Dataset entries
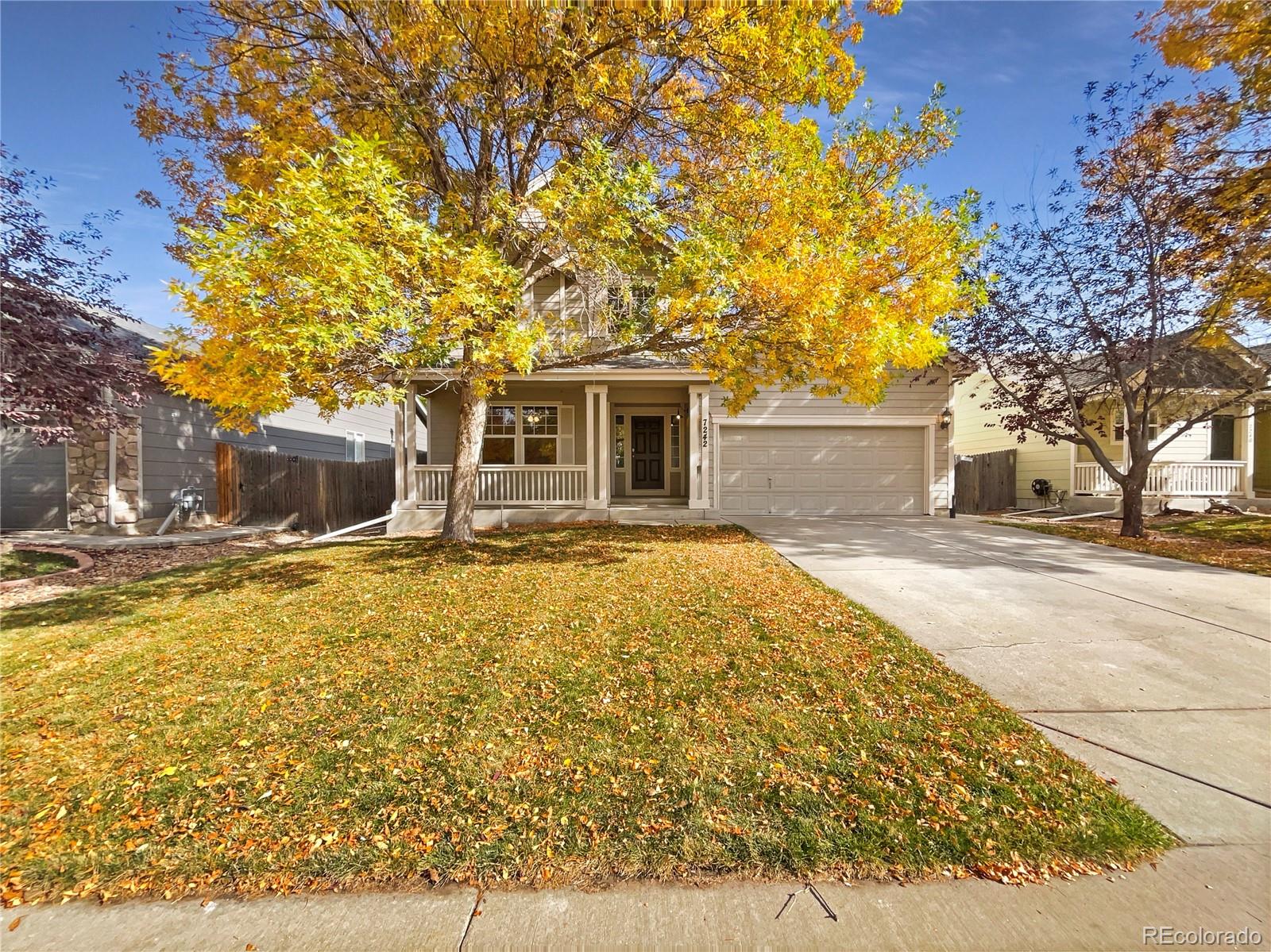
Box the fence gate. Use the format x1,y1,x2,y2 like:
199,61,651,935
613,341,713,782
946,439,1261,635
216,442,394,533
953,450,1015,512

» Instruction: Offset every bounding-box coordinate in the answers by adding 92, then rewrite all the lines above with the requests included, keeping the requests and their format samples unchanged. Leave the pictures out.

» Response:
Box the fence gate. Use the format x1,y1,x2,y2 like:
199,61,651,935
613,341,713,782
946,439,1261,635
308,534,486,625
1045,542,1107,604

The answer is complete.